[ANN] Report for Linux Media Complex Camera Workshop

Mauro Carvalho Chehab <mchehab+samsung@xxxxxxxxxx> · Fri, 13 Jul 2018 17:12:42 -0300

For an HTML version, please see:
	https://linuxtv.org/news.php?entry=2018-07-13.mchehab

=====================================
Linux Complex Cameras Workshop - 2018
=====================================

Attendees
---------

    ==============================
    Sakari Ailus
    Jian Xu Zheng
    Jerry Hu
    Tomasz Figa
    Alexandre Courbot
    Laurent Pinchart
    Mauro Carvalho Chehab
    Kieran Bingham
    Niklas Söderlund
    Nicolas Dufresne
    Paul Elder
    Jacopo Mondi
    Ricky Liang
    Daniel Wu
    Hans Verkuil
    Javier Martinez Canillas
    Pavel Machek
    ==============================

Slides and pictures
-------------------

   - https://drive.google.com/drive/folders/1WdmAHMRpZZDDwXiCfNrUQnhDc3VFnDCE?usp=sharing

Group Photo
-----------

   - https://photos.app.goo.gl/fmrZDvcm3jPrqsPJ9

Introduction
------------

New laptops are arriving without webcam support in the Linux Kernel
due to 'complex camera' devices.

- Dell Latitude 5285 is the first known to have this issue:

    ``Re: Webcams not recognized on a Dell Latitude 5285 laptop``:

	https://www.spinics.net/lists/linux-media/msg131388.html

    ``[RESEND GIT PULL for 4.16] Intel IPU3 CIO2 CSI-2 receiver driver``:

	https://www.mail-archive.com/linux-media@xxxxxxxxxxxxxxx/msg122619.html

1. libv4l review
----------------

Mauro presented a short review of the libv4l stack.
________________________________________
According to the workshop report, which laptop is the first known to lack webcam support in the Linux kernel because of a complex camera device?

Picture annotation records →
________________________________________
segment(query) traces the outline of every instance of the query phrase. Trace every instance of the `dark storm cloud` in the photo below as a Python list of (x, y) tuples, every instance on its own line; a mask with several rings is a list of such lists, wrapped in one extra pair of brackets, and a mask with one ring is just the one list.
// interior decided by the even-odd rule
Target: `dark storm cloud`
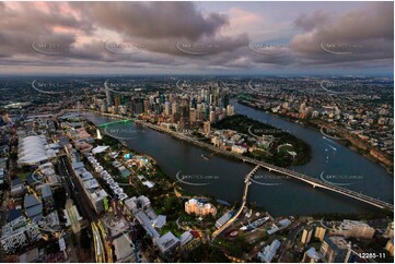
[[(320, 14), (323, 13), (301, 16), (294, 23), (304, 33), (294, 36), (291, 46), (307, 59), (334, 62), (393, 58), (393, 3), (369, 3), (338, 19)], [(339, 57), (325, 51), (325, 47), (330, 51), (336, 45), (349, 45), (352, 56)]]
[[(393, 11), (392, 3), (379, 2), (340, 16), (329, 10), (302, 13), (290, 23), (294, 26), (293, 37), (287, 36), (290, 50), (265, 55), (248, 48), (251, 28), (233, 33), (229, 16), (199, 10), (190, 2), (24, 2), (12, 7), (0, 2), (0, 65), (240, 71), (388, 67), (394, 56)], [(268, 29), (265, 22), (259, 26)], [(106, 41), (142, 48), (117, 53), (106, 48)], [(196, 56), (177, 43), (211, 48)], [(358, 48), (339, 56), (323, 50), (323, 43)], [(48, 55), (48, 49), (57, 52)]]
[(71, 3), (97, 26), (143, 38), (198, 39), (212, 36), (228, 19), (204, 14), (191, 2), (95, 2)]

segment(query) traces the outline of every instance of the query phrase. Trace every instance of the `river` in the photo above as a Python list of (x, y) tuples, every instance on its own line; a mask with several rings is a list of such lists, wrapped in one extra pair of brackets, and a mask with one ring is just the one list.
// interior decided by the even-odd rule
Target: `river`
[[(382, 166), (335, 140), (324, 137), (318, 131), (236, 101), (232, 104), (237, 113), (286, 130), (311, 145), (311, 161), (291, 169), (380, 197), (385, 202), (394, 202), (394, 178)], [(114, 120), (95, 113), (85, 116), (95, 124)], [(188, 192), (211, 195), (230, 203), (241, 202), (244, 177), (254, 168), (249, 164), (219, 155), (205, 159), (201, 155), (210, 156), (210, 152), (133, 123), (112, 124), (105, 131), (124, 141), (131, 149), (153, 157), (163, 171), (174, 180), (189, 182), (181, 183)], [(253, 180), (248, 202), (255, 202), (275, 216), (374, 211), (374, 207), (350, 197), (313, 189), (306, 183), (284, 179), (264, 169), (258, 170)]]

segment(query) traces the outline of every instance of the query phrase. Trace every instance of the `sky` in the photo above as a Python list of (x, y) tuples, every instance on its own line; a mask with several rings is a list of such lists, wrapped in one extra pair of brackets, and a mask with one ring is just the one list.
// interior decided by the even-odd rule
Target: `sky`
[(393, 2), (0, 2), (1, 74), (388, 74)]

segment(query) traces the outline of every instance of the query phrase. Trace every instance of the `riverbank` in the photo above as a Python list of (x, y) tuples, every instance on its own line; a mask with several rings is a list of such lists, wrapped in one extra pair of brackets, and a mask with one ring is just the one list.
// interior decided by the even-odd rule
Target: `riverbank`
[[(264, 109), (264, 108), (260, 108), (258, 106), (251, 105), (245, 100), (237, 100), (237, 104), (240, 104), (242, 106), (253, 108), (253, 109), (262, 111), (262, 112), (267, 112), (267, 113), (272, 115), (275, 117), (281, 118), (281, 119), (283, 119), (286, 121), (298, 123), (298, 124), (303, 125), (304, 128), (312, 129), (312, 130), (314, 130), (316, 132), (322, 133), (322, 131), (321, 131), (322, 127), (320, 124), (317, 124), (317, 123), (310, 122), (307, 120), (301, 121), (301, 120), (299, 120), (297, 118), (292, 118), (292, 117), (289, 117), (289, 116), (286, 116), (286, 115), (275, 113), (275, 112), (269, 111), (269, 109)], [(341, 144), (342, 146), (349, 148), (350, 151), (357, 153), (358, 155), (360, 155), (360, 156), (362, 156), (362, 157), (364, 157), (364, 158), (367, 158), (367, 159), (369, 159), (371, 161), (374, 161), (375, 164), (384, 167), (386, 169), (387, 173), (391, 175), (392, 177), (394, 177), (394, 166), (383, 163), (376, 156), (371, 155), (370, 151), (367, 151), (367, 149), (363, 149), (363, 148), (359, 147), (357, 144), (355, 144), (352, 141), (350, 141), (348, 139), (333, 139), (333, 140), (335, 140), (337, 143)]]

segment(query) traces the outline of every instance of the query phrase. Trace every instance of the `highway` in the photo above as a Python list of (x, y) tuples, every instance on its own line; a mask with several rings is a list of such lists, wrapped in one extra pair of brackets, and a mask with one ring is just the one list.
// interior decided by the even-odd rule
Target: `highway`
[(148, 127), (150, 129), (160, 131), (160, 132), (169, 133), (170, 135), (172, 135), (174, 137), (177, 137), (179, 140), (186, 141), (186, 142), (195, 144), (197, 146), (210, 149), (212, 152), (220, 153), (220, 154), (225, 155), (225, 156), (234, 157), (234, 158), (237, 158), (237, 159), (241, 159), (243, 161), (251, 163), (251, 164), (254, 164), (254, 165), (259, 165), (260, 167), (266, 168), (269, 171), (276, 171), (276, 172), (281, 173), (281, 175), (290, 176), (293, 179), (301, 180), (301, 181), (304, 181), (304, 182), (313, 185), (313, 188), (326, 189), (326, 190), (337, 192), (339, 194), (342, 194), (342, 195), (359, 200), (361, 202), (368, 203), (368, 204), (373, 205), (375, 207), (385, 208), (385, 209), (390, 209), (390, 211), (394, 212), (394, 205), (393, 204), (381, 201), (379, 199), (374, 199), (374, 197), (371, 197), (369, 195), (365, 195), (365, 194), (362, 194), (362, 193), (359, 193), (359, 192), (356, 192), (356, 191), (351, 191), (351, 190), (348, 190), (348, 189), (339, 187), (339, 185), (330, 184), (330, 183), (324, 182), (322, 180), (318, 180), (316, 178), (313, 178), (313, 177), (310, 177), (310, 176), (306, 176), (306, 175), (303, 175), (303, 173), (300, 173), (300, 172), (297, 172), (297, 171), (293, 171), (293, 170), (290, 170), (290, 169), (278, 167), (278, 166), (272, 165), (272, 164), (260, 161), (260, 160), (257, 160), (257, 159), (254, 159), (254, 158), (251, 158), (251, 157), (246, 157), (246, 156), (243, 156), (243, 155), (240, 155), (240, 154), (236, 154), (236, 153), (228, 152), (228, 151), (221, 149), (219, 147), (216, 147), (216, 146), (213, 146), (211, 144), (197, 141), (197, 140), (191, 139), (189, 136), (183, 135), (181, 133), (167, 130), (165, 128), (162, 128), (162, 127), (159, 127), (159, 125), (155, 125), (155, 124), (148, 123), (146, 121), (135, 120), (135, 122), (139, 123), (139, 124), (142, 124), (144, 127)]
[(225, 230), (230, 225), (232, 225), (239, 216), (243, 213), (243, 209), (247, 203), (247, 195), (248, 195), (248, 187), (251, 184), (251, 177), (255, 175), (255, 172), (259, 169), (259, 165), (257, 165), (246, 177), (245, 177), (245, 185), (244, 185), (244, 193), (243, 193), (243, 203), (240, 206), (237, 213), (229, 219), (222, 227), (217, 229), (214, 232), (212, 232), (211, 238), (214, 239), (218, 235), (220, 235), (223, 230)]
________________________________________
Complete output →
The Dell Latitude 5285.